- **GIVEN INSTRUCTION**
Could you write out all of these records again with "coords" swapped for "coordinates" wherever it appears and nothing else changed? Leave the pictures out of your answer.

** BEGIN SUPPLIED DATA **

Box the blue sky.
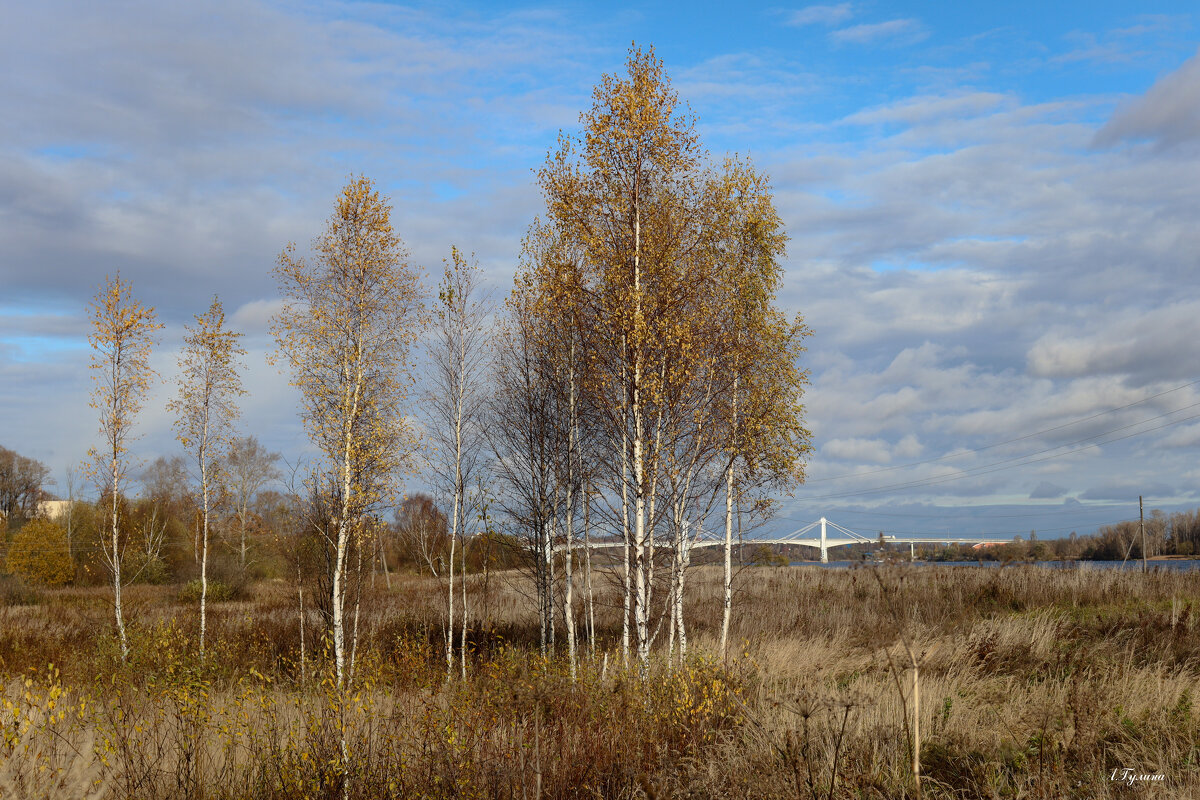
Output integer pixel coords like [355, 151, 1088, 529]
[0, 0, 1200, 535]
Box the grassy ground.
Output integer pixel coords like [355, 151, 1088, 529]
[0, 566, 1200, 800]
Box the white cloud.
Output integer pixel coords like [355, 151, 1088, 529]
[1094, 46, 1200, 148]
[829, 19, 929, 44]
[787, 2, 854, 28]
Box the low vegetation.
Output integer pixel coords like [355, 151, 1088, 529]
[0, 566, 1200, 799]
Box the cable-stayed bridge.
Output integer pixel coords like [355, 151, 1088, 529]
[564, 517, 1007, 564]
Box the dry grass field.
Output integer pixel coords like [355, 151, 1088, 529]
[0, 566, 1200, 800]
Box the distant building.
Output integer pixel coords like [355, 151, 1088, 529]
[37, 500, 71, 519]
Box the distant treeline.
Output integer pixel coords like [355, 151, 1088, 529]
[917, 509, 1200, 561]
[0, 437, 520, 597]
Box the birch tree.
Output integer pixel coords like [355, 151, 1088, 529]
[530, 47, 808, 674]
[226, 437, 282, 571]
[167, 297, 246, 658]
[271, 176, 422, 795]
[88, 275, 162, 661]
[425, 247, 492, 678]
[539, 48, 709, 672]
[714, 160, 811, 658]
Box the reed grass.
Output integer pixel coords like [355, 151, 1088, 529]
[0, 566, 1200, 800]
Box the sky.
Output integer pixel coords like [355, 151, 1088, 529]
[0, 0, 1200, 539]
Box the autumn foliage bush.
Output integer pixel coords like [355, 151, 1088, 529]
[5, 518, 74, 587]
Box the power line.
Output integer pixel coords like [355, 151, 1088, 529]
[805, 380, 1200, 485]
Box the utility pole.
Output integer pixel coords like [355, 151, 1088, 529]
[1138, 494, 1150, 572]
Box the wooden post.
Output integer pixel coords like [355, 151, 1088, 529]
[1138, 494, 1148, 572]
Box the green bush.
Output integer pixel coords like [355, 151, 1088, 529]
[6, 519, 74, 587]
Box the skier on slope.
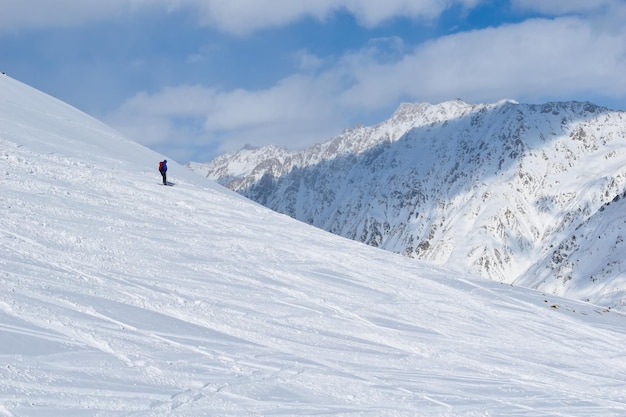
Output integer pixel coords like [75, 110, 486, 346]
[159, 159, 167, 185]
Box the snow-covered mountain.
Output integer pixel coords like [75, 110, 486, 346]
[0, 76, 626, 417]
[190, 100, 626, 307]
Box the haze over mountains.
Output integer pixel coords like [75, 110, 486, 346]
[189, 100, 626, 309]
[0, 76, 626, 417]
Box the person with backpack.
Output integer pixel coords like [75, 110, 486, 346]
[159, 159, 167, 185]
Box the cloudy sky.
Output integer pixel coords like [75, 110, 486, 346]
[0, 0, 626, 162]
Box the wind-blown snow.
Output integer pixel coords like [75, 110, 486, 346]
[189, 100, 626, 310]
[0, 76, 626, 417]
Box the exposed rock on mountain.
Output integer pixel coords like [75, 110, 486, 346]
[190, 100, 626, 305]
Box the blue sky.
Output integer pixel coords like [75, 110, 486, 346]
[0, 0, 626, 162]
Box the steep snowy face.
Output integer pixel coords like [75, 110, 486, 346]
[6, 76, 626, 417]
[195, 101, 626, 305]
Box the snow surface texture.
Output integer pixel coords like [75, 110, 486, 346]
[189, 100, 626, 310]
[0, 76, 626, 417]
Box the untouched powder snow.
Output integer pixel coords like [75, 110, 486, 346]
[0, 76, 626, 417]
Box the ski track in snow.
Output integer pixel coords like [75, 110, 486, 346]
[0, 78, 626, 417]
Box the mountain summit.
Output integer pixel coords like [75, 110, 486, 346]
[191, 100, 626, 308]
[0, 76, 626, 417]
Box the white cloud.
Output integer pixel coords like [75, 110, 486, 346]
[0, 0, 486, 35]
[107, 11, 626, 160]
[105, 75, 345, 162]
[0, 0, 130, 32]
[343, 18, 626, 107]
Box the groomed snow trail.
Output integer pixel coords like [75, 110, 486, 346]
[0, 76, 626, 417]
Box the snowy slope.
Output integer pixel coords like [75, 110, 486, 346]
[0, 77, 626, 417]
[192, 101, 626, 309]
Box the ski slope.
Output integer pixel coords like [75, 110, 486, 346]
[0, 76, 626, 417]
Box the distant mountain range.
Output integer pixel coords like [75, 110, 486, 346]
[188, 100, 626, 307]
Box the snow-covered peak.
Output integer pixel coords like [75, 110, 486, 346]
[0, 73, 626, 417]
[197, 95, 626, 308]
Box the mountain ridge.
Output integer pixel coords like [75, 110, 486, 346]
[190, 100, 626, 307]
[0, 73, 626, 417]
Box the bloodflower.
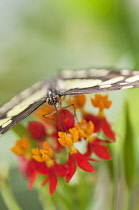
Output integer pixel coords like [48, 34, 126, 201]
[32, 142, 68, 195]
[11, 94, 115, 195]
[85, 136, 111, 160]
[28, 121, 46, 140]
[84, 94, 116, 141]
[56, 109, 75, 131]
[58, 127, 95, 182]
[68, 95, 86, 110]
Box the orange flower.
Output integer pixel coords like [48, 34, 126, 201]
[34, 105, 56, 123]
[11, 137, 30, 156]
[68, 95, 86, 109]
[75, 119, 94, 138]
[91, 94, 112, 110]
[32, 142, 53, 165]
[58, 127, 79, 147]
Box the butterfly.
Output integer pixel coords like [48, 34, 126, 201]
[0, 69, 139, 135]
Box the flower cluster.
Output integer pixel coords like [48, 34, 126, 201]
[11, 94, 115, 195]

** END SUPPLIED DATA **

- **TASK OUTPUT**
Box the blue sky.
Output integer pixel coordinates like [355, 151, 1088, 529]
[0, 0, 1200, 535]
Box the grassy ground.
Output integer pixel coordinates like [355, 151, 1088, 529]
[0, 566, 1200, 800]
Box the white cloud.
Output integer pixel coordinates like [355, 151, 1088, 529]
[1094, 46, 1200, 148]
[829, 19, 929, 44]
[787, 2, 854, 28]
Box the low vegetation.
Output integer pixel coordinates like [355, 151, 1088, 529]
[0, 566, 1200, 799]
Box the cable-stayed bridge.
Output integer pixel coordinates like [355, 151, 1088, 529]
[564, 517, 1007, 564]
Box the dry grass field.
Output integer pixel coordinates like [355, 151, 1088, 529]
[0, 566, 1200, 800]
Box the distant building.
Output integer pixel coordinates like [355, 151, 1088, 529]
[37, 500, 71, 519]
Box the distant treeline.
Output integer pixel coordinates like [355, 151, 1088, 529]
[917, 509, 1200, 561]
[0, 437, 520, 597]
Box the birch tree.
Output integer pixel coordinates like [355, 151, 1088, 529]
[530, 47, 808, 674]
[226, 437, 282, 571]
[167, 297, 246, 658]
[271, 176, 422, 795]
[88, 275, 162, 661]
[425, 247, 492, 678]
[539, 48, 709, 672]
[714, 160, 811, 658]
Box the reed grass.
Output integer pixel coordinates like [355, 151, 1088, 529]
[0, 566, 1200, 800]
Box the sky.
Output integer pixel coordinates like [355, 151, 1088, 529]
[0, 0, 1200, 539]
Box the autumn foliage bush.
Output integer pixel coordinates like [355, 151, 1088, 529]
[5, 518, 74, 587]
Box the power line.
Output integer pixel coordinates like [355, 151, 1088, 529]
[805, 380, 1200, 485]
Box the utility pole.
Output integer pixel coordinates like [355, 151, 1088, 529]
[1138, 494, 1150, 572]
Box the wooden post.
Output integer pixel coordinates like [355, 151, 1088, 529]
[1138, 494, 1148, 572]
Box the green bush.
Output integer pixel coordinates like [355, 151, 1088, 529]
[6, 519, 74, 587]
Box the skier on slope.
Output integer pixel coordinates like [75, 110, 486, 346]
[159, 159, 167, 185]
Box the snow-covered mountain.
Output integer pixel coordinates like [75, 110, 486, 346]
[0, 76, 626, 417]
[190, 100, 626, 307]
Box the haze over mountains.
Output integer pixel coordinates like [75, 110, 486, 346]
[189, 100, 626, 309]
[0, 76, 626, 417]
Box the person with backpack.
Output integer pixel coordinates like [75, 110, 486, 346]
[159, 159, 167, 185]
Box the cloudy sky.
Output integer pixel coordinates like [75, 110, 486, 346]
[0, 0, 626, 162]
Box the wind-blown snow.
Output integer pixel coordinates like [75, 110, 486, 346]
[189, 100, 626, 310]
[0, 76, 626, 417]
Box the exposed rock on mountain.
Output integer pixel coordinates like [75, 110, 486, 346]
[190, 100, 626, 305]
Box the blue sky.
Output integer pixel coordinates like [75, 110, 486, 346]
[0, 0, 626, 162]
Box the steep snowy face.
Output integer pixel coordinates like [75, 110, 486, 346]
[6, 76, 626, 417]
[195, 101, 626, 305]
Box the snow surface texture.
Output integer pixel coordinates like [75, 110, 486, 346]
[189, 100, 626, 310]
[0, 76, 626, 417]
Box the untouched powder snow.
Output integer pixel coordinates like [75, 110, 486, 346]
[0, 76, 626, 417]
Box the ski track in snow.
Output integer pixel coordinates like [75, 110, 486, 346]
[0, 78, 626, 417]
Box the mountain summit.
Output integer pixel coordinates like [75, 110, 486, 346]
[191, 100, 626, 308]
[0, 76, 626, 417]
Box the white cloud.
Output integer pixel coordinates like [75, 110, 486, 346]
[0, 0, 486, 35]
[107, 11, 626, 160]
[105, 75, 345, 162]
[0, 0, 130, 32]
[343, 18, 626, 107]
Box the groomed snow trail.
Output integer pixel coordinates like [75, 110, 486, 346]
[0, 76, 626, 417]
Box the snowy slope.
Output integer pixel coordinates like [75, 110, 486, 346]
[0, 77, 626, 417]
[192, 101, 626, 309]
Box the ski slope.
Output integer pixel coordinates like [75, 110, 486, 346]
[0, 76, 626, 417]
Box the distant mountain range.
Output integer pixel coordinates like [75, 110, 486, 346]
[188, 100, 626, 307]
Box the snow-covered peak.
Output integer pixel coordinates like [75, 110, 486, 346]
[0, 73, 626, 417]
[197, 95, 626, 308]
Box the mountain ridge.
Output integer pixel coordinates like [75, 110, 486, 346]
[190, 100, 626, 307]
[0, 73, 626, 417]
Box the bloodflower.
Output integer pixel coordinates like [48, 34, 126, 201]
[32, 142, 68, 195]
[11, 94, 115, 195]
[85, 136, 111, 160]
[28, 121, 46, 140]
[84, 94, 116, 141]
[56, 109, 75, 131]
[58, 127, 95, 182]
[68, 95, 86, 110]
Box the orange flower.
Output integer pixel coordinates like [48, 34, 126, 201]
[34, 105, 56, 123]
[11, 137, 30, 156]
[68, 95, 86, 109]
[75, 119, 94, 138]
[91, 94, 112, 110]
[32, 142, 53, 165]
[58, 127, 79, 147]
Box the butterfly.
Output integer pixel coordinates like [48, 34, 126, 201]
[0, 69, 139, 135]
Box the flower cluster.
Output integer pixel coordinates like [48, 34, 126, 201]
[11, 94, 115, 195]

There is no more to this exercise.